> _Défi A_: Comptez les lignes de la liste qui contiennent la chaîne « arena », en tenant compte de la casse. Répondez uniquement par ce nombre.

#### Texte de lecture ####

Une expérience de lecture inédite
Deux intrigues parallèles se mêlent dans ce texte que l’on pourrait qualifier de « thriller philosophique ».
La première introduit les personnages d’Héraclès Pontor et de Diagoras, tous deux habitants d’Athènes au IVème siècle avant J.C. Héraclès, chargé par Diagoras d’enquêter sur la mort d’un de ses élèves -que l’on dit dévoré par des loups-, est entraîné dans une affaire complexe. Guidé par la seule raison, cet enquêteur obèse, dont les observations rappellent parfois le célèbre Sherlock Holmes, accompagnera le philosophe Diagoras, ami de Platon, dans les recoins les plus sombres de la ville d’Athènes.
Dans la seconde intrigue, le traducteur contemporain de « La Caverne des Idées » décrit les avancées de son travail grâce à de courtes notes de bas de page, au fur et à mesure de ses découvertes. En effet, il remarque très tôt la présence de plus en plus large d’une eidesis.
Et c’est là que se situe toute l’originalité du texte de Somoza.
L’eidesis, explique ce personnage du Traducteur dont on ignore le nom, est une technique littéraire utilisée par les écrivains grecs (en réalité, bien sûr, inventée par Somoza), qui consiste à faire passer une idée dans un texte grâce à l’utilisation d’images fortes, de métaphores, de répétitions.
Cette idée, qui relève de l’obsession chez le lecteur qui la découvre (ou croit la découvrir), est décrite de cette manière par le Traducteur :
« Je me rappelle un traité astronomique d’Alcée de Quiridon où l’on répétait, sous toutes ses variantes, le mot « rouge » presque toujours accompagné de deux autres : « tête » et « femme ». Eh bien : je me suis mis à rêver d’une belle femme rousse … Son visage … j’ai même pu le voir … [...] J’ai fini par apprendre, par un autre texte qui m’est tombé par hasard entre les mains, qu’une ancienne maîtresse de l’auteur avait été condamnée à mort dans un jugement injuste : le pauvre homme avait dissimulé sous une eidesis l’image de sa décapitation. »

#### Liste à traiter ####

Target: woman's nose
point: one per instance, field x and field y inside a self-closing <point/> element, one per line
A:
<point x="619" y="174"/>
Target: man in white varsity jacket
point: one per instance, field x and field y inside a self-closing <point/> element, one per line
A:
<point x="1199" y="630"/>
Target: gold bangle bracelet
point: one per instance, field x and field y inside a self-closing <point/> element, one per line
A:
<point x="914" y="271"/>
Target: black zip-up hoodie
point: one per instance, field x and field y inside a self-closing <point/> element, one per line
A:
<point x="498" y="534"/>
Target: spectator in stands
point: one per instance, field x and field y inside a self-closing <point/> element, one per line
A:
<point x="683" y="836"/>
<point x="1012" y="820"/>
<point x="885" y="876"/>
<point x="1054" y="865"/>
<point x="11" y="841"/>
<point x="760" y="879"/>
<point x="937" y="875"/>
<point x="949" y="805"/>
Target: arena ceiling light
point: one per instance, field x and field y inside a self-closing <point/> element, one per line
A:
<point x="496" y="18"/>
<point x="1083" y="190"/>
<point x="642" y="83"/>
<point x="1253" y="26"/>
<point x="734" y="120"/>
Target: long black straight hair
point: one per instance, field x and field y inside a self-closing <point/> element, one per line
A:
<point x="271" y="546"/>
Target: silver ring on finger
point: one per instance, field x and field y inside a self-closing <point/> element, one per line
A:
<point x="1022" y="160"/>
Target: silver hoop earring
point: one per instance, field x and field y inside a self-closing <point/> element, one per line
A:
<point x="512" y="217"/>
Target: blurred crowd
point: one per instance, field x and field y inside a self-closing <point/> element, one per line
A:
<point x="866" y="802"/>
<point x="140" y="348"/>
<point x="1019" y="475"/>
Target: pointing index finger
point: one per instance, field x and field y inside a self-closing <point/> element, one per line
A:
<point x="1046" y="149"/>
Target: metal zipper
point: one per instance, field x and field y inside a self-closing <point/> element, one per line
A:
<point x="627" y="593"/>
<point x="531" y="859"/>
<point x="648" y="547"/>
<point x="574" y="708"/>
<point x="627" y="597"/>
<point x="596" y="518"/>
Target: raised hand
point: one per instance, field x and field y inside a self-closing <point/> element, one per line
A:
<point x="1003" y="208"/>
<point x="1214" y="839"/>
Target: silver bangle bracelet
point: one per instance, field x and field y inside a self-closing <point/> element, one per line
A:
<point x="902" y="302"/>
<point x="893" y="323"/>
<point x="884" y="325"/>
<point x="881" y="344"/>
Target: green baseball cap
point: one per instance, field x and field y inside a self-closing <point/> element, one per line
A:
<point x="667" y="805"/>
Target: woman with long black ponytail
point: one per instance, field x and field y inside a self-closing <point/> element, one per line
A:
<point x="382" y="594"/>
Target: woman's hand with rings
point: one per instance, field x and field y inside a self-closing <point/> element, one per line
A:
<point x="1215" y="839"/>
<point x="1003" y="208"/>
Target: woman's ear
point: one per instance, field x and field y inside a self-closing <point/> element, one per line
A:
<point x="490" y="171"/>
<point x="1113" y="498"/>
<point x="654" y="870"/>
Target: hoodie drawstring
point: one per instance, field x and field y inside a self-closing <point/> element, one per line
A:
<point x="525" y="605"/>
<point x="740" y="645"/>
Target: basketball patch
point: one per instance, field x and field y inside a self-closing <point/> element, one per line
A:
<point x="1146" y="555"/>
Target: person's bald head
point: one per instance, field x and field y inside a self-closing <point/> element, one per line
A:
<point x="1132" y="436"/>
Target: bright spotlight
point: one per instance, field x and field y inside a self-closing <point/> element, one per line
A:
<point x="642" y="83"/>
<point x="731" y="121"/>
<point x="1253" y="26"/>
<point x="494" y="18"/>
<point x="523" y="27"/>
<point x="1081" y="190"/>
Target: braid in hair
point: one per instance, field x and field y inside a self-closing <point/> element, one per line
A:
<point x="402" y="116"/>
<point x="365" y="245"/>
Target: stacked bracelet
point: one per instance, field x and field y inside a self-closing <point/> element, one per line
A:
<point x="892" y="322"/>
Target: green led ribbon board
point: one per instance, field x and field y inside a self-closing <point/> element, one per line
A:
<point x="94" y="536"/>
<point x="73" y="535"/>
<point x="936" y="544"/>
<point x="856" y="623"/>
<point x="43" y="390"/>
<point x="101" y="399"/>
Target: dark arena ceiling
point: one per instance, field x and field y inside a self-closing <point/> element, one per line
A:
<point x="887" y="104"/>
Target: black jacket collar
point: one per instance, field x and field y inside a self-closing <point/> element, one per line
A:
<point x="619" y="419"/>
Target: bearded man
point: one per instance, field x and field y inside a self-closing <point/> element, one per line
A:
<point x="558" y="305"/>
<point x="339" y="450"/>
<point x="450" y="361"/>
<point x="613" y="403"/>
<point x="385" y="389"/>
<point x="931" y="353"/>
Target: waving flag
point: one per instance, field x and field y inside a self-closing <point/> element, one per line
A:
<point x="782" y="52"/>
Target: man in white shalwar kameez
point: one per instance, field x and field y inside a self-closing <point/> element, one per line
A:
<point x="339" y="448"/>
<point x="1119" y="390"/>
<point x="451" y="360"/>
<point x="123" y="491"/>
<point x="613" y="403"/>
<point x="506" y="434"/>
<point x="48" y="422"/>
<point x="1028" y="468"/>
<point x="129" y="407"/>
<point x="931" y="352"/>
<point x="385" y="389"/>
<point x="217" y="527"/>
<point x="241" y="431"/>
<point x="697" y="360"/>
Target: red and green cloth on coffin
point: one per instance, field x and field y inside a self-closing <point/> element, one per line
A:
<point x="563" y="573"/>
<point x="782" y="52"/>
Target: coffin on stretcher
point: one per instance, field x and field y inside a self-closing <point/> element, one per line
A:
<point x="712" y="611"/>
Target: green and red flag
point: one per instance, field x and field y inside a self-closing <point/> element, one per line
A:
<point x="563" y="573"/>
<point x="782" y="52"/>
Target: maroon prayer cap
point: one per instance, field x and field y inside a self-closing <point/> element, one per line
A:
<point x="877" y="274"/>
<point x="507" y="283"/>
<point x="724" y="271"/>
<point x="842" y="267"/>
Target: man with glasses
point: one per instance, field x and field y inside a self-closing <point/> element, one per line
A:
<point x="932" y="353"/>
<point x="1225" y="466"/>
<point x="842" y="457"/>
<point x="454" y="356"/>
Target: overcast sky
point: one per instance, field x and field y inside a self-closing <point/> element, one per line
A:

####

> _Défi B_: D'après le texte de lecture, à quel siècle vivent Héraclès Pontor et Diagoras ?

> _Résultat A_: 2

> _Résultat B_: Au IVème siècle avant J.C.